Should a line in the entries below contain "sign", return that line.

* **Text-to-region grounding data**
··········

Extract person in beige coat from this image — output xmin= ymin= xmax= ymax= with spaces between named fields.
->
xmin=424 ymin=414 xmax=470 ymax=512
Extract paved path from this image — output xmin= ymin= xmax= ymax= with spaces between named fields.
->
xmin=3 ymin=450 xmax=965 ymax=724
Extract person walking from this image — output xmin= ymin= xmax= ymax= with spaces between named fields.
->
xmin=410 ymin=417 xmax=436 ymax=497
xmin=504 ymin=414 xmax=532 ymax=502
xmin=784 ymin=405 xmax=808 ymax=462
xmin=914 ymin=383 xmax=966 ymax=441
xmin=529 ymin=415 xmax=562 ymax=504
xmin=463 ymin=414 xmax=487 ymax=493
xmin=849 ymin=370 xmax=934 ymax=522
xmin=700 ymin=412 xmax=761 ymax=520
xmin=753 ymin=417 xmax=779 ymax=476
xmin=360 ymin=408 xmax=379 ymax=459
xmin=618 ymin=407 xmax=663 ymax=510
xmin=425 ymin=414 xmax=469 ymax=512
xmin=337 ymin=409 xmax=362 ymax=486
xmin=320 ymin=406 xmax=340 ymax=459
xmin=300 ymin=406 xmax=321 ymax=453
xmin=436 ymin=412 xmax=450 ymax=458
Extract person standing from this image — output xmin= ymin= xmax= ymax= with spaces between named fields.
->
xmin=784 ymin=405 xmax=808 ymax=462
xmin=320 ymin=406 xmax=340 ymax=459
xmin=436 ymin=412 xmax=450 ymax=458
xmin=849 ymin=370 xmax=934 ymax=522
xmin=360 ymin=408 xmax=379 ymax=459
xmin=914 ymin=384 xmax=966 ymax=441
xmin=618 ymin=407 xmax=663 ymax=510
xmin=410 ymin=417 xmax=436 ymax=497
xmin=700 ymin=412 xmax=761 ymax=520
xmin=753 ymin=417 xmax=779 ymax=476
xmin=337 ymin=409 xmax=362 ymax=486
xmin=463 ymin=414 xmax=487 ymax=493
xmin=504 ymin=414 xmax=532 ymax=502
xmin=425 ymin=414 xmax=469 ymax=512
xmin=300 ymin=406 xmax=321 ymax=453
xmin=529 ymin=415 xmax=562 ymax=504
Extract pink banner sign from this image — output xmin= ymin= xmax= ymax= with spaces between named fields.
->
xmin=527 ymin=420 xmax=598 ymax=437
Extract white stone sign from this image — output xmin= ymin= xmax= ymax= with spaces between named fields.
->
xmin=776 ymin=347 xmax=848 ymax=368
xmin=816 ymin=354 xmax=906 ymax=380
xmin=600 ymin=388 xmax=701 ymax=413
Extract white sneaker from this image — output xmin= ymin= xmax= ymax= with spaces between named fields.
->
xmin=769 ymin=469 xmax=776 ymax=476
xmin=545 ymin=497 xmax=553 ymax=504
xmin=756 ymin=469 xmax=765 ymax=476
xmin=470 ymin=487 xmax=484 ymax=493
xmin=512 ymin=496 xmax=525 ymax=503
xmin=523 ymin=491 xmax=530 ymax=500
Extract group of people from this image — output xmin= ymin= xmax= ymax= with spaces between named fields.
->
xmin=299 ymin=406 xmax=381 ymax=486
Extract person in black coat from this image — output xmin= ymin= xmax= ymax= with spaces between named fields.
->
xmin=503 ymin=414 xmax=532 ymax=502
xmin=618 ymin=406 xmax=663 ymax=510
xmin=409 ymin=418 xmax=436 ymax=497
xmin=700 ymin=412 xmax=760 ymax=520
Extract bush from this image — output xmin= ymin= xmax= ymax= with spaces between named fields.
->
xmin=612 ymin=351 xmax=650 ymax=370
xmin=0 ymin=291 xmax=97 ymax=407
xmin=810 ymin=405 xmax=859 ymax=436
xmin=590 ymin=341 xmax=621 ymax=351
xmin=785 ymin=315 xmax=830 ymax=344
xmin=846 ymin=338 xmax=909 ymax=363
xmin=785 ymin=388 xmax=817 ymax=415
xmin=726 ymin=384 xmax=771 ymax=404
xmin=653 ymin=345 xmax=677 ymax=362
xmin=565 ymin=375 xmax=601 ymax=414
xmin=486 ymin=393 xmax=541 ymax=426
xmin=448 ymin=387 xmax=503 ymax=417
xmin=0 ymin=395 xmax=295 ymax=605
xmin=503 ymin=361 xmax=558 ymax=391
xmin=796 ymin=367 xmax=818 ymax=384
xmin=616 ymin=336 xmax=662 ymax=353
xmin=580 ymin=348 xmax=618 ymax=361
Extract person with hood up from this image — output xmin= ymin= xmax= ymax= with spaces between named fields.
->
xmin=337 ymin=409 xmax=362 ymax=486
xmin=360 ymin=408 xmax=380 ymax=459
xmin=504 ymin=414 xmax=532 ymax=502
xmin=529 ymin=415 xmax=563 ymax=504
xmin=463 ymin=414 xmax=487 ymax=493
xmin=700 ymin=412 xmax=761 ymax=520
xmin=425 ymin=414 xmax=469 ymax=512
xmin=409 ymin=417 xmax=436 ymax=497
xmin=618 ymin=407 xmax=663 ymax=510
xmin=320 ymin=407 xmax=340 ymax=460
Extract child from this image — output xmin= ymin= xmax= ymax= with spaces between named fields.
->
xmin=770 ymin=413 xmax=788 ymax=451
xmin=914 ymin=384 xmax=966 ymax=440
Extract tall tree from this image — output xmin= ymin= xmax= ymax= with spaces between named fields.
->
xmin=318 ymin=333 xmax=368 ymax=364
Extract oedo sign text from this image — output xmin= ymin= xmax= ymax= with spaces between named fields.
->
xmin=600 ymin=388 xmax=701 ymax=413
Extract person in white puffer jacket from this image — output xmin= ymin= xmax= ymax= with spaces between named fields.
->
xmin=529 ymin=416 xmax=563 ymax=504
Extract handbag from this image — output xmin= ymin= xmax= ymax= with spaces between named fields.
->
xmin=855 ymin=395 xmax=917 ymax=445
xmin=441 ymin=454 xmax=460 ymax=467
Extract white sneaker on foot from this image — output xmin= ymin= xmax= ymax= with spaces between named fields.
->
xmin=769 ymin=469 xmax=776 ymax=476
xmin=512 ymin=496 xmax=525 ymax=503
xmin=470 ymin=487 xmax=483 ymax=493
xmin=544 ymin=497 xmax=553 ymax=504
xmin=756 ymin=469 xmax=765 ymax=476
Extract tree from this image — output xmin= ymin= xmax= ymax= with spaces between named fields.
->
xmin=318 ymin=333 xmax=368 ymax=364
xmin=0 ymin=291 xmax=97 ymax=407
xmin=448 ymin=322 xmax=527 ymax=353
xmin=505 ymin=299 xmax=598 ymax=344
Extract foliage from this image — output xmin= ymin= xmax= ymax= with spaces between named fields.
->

··········

* **Result of this task**
Extract pink banner sign from this image — output xmin= ymin= xmax= ymax= with spaces between named fields.
Extract white stone sign from this image — output xmin= ymin= xmax= ymax= with spaces between named fields.
Extract oedo sign text from this image — output xmin= ymin= xmax= ymax= with spaces between named fields.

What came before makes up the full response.